EXERCISE DESCRIPTION: Only the lines running from the one with "negative clicks: (336, 86)" to the end of the listing should be returned, each exactly as it appears, with both ends kept.

DATASET RECORDS:

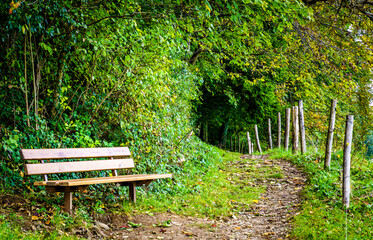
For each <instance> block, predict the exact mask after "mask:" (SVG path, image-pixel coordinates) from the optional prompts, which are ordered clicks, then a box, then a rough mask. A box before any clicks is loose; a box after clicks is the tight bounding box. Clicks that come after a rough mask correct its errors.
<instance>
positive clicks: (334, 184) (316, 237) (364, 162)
mask: <svg viewBox="0 0 373 240" xmlns="http://www.w3.org/2000/svg"><path fill="white" fill-rule="evenodd" d="M271 154H272V156H271V157H272V158H285V159H288V160H290V161H292V162H294V163H296V164H297V165H298V166H299V167H300V168H303V169H304V171H305V173H307V175H308V181H307V185H306V186H305V188H304V190H303V193H302V197H303V203H302V208H301V211H300V213H299V214H298V215H297V216H296V217H295V218H294V221H293V225H294V226H293V230H292V236H293V237H294V238H296V239H373V231H372V229H373V207H372V205H373V204H372V202H373V201H372V200H373V178H372V170H373V164H372V162H371V161H369V160H367V159H365V158H364V157H361V156H360V157H359V156H357V157H355V158H354V159H353V161H352V166H351V180H352V181H351V185H352V196H351V204H350V208H349V209H348V210H347V211H346V209H345V207H344V206H343V204H342V201H341V199H342V191H341V172H342V167H341V166H343V160H342V155H343V154H342V152H341V151H338V152H336V153H335V154H334V155H333V156H332V165H331V169H330V171H324V170H323V155H322V154H321V153H318V152H311V153H307V154H306V155H303V156H301V155H291V154H290V153H288V152H285V151H283V150H275V151H274V152H272V153H271Z"/></svg>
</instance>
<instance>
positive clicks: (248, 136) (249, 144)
mask: <svg viewBox="0 0 373 240" xmlns="http://www.w3.org/2000/svg"><path fill="white" fill-rule="evenodd" d="M246 135H247V147H248V152H249V154H251V138H250V133H249V132H247V133H246Z"/></svg>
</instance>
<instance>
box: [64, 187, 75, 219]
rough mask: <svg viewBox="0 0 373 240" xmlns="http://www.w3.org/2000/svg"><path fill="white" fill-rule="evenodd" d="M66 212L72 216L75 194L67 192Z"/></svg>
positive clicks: (66, 199)
mask: <svg viewBox="0 0 373 240" xmlns="http://www.w3.org/2000/svg"><path fill="white" fill-rule="evenodd" d="M64 198H65V212H67V213H70V214H71V210H72V208H73V193H72V192H65V193H64Z"/></svg>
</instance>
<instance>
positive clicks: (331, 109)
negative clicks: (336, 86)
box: [324, 99, 337, 170]
mask: <svg viewBox="0 0 373 240" xmlns="http://www.w3.org/2000/svg"><path fill="white" fill-rule="evenodd" d="M336 107H337V99H333V100H332V104H331V106H330V117H329V130H328V137H327V139H326V146H325V161H324V169H325V170H329V169H330V160H331V158H332V148H333V133H334V125H335V109H336Z"/></svg>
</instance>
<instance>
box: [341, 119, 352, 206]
mask: <svg viewBox="0 0 373 240" xmlns="http://www.w3.org/2000/svg"><path fill="white" fill-rule="evenodd" d="M353 128H354V115H348V116H347V117H346V130H345V144H344V148H343V204H344V205H345V206H346V208H349V207H350V194H351V183H350V179H351V178H350V166H351V144H352V132H353Z"/></svg>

RESPONSE TO THIS EXERCISE:
negative clicks: (336, 86)
box: [324, 99, 337, 170]
mask: <svg viewBox="0 0 373 240" xmlns="http://www.w3.org/2000/svg"><path fill="white" fill-rule="evenodd" d="M336 107H337V99H333V100H332V104H331V106H330V117H329V130H328V137H327V139H326V146H325V161H324V169H325V170H329V169H330V160H331V158H332V148H333V133H334V125H335V109H336Z"/></svg>
</instance>
<instance>
box: [341, 119, 352, 206]
mask: <svg viewBox="0 0 373 240" xmlns="http://www.w3.org/2000/svg"><path fill="white" fill-rule="evenodd" d="M353 128H354V115H348V116H347V117H346V130H345V144H344V148H343V204H344V205H345V206H346V208H349V207H350V194H351V183H350V179H351V178H350V166H351V144H352V132H353Z"/></svg>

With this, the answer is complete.